Transcribe the records that follow, keeping every word as it stands.

(Beginning of Supplied information)

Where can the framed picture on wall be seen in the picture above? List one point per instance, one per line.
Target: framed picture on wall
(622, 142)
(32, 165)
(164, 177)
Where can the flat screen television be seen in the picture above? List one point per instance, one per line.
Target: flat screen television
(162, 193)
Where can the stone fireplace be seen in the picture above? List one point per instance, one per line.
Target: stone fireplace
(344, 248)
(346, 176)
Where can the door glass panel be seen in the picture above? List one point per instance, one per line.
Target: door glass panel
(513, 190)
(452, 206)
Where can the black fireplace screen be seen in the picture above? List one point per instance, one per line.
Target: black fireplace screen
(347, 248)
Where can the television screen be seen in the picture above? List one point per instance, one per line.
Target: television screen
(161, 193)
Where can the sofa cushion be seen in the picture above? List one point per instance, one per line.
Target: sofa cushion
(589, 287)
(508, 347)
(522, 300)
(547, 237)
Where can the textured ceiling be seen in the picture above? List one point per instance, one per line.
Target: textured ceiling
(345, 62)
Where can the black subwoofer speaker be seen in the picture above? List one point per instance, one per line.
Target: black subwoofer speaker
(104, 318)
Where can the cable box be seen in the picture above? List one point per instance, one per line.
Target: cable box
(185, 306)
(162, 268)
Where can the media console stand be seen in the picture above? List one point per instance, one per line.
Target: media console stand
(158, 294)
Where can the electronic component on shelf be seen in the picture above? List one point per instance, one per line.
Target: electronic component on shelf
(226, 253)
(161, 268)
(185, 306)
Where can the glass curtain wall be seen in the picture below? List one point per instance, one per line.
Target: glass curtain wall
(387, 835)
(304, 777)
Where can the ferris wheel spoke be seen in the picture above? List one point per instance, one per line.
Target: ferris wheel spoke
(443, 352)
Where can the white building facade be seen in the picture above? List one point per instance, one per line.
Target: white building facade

(End of Supplied information)

Solution to the exercise:
Where can the framed picture on wall be seen in the picture above? List one point per instance, one per line.
Target: framed picture on wall
(622, 142)
(32, 165)
(164, 177)
Where can the flat screen television be seen in the picture above? List one point per instance, one per line.
Target: flat screen television
(162, 193)
Where can the stone fireplace be seen in the picture above? List one point per instance, one per line.
Target: stone fireplace
(344, 248)
(346, 176)
Where can the door glass panel be seen in the picture above? List one point per instance, one per line.
Target: door glass panel
(513, 190)
(452, 206)
Where can the black fireplace screen be seen in the picture above? List one point per instance, one per line.
Target: black fireplace screen
(347, 248)
Where can the television screen be seen in the picture above? List one point per instance, one per line.
Target: television screen
(161, 193)
Where can the sofa cushion be seen in the picture above? List one point per instance, one per line.
Target: sofa cushion
(589, 287)
(508, 347)
(522, 300)
(547, 237)
Where can the textured ceiling be seen in the picture above? List one point per instance, one per line.
Target: textured ceiling
(345, 62)
Where can the black subwoofer speaker be seen in the picture above? List one point per instance, one per line.
Target: black subwoofer speaker
(104, 318)
Where can the cable box be seen in the picture above? List one point per instance, one per line.
Target: cable box
(185, 306)
(162, 268)
Where can the media console stand be seen in the picture above? List one point per instance, one per line.
Target: media console stand
(158, 294)
Where can the electronic component on shelf be seen in the picture above? List one point per instance, one per line.
Target: electronic component on shelf
(226, 253)
(161, 268)
(185, 306)
Where can the glass curtain wall be seen in the picture below? List one point per instance, one per line.
Target: glass curtain wall
(387, 835)
(304, 777)
Where can the ferris wheel spoke be seen in the picture above? List one point per instance, one per line.
Target: ferris wheel spoke
(443, 352)
Where can the white building facade be seen in the picture above? List one point per instance, one per line.
Target: white building facade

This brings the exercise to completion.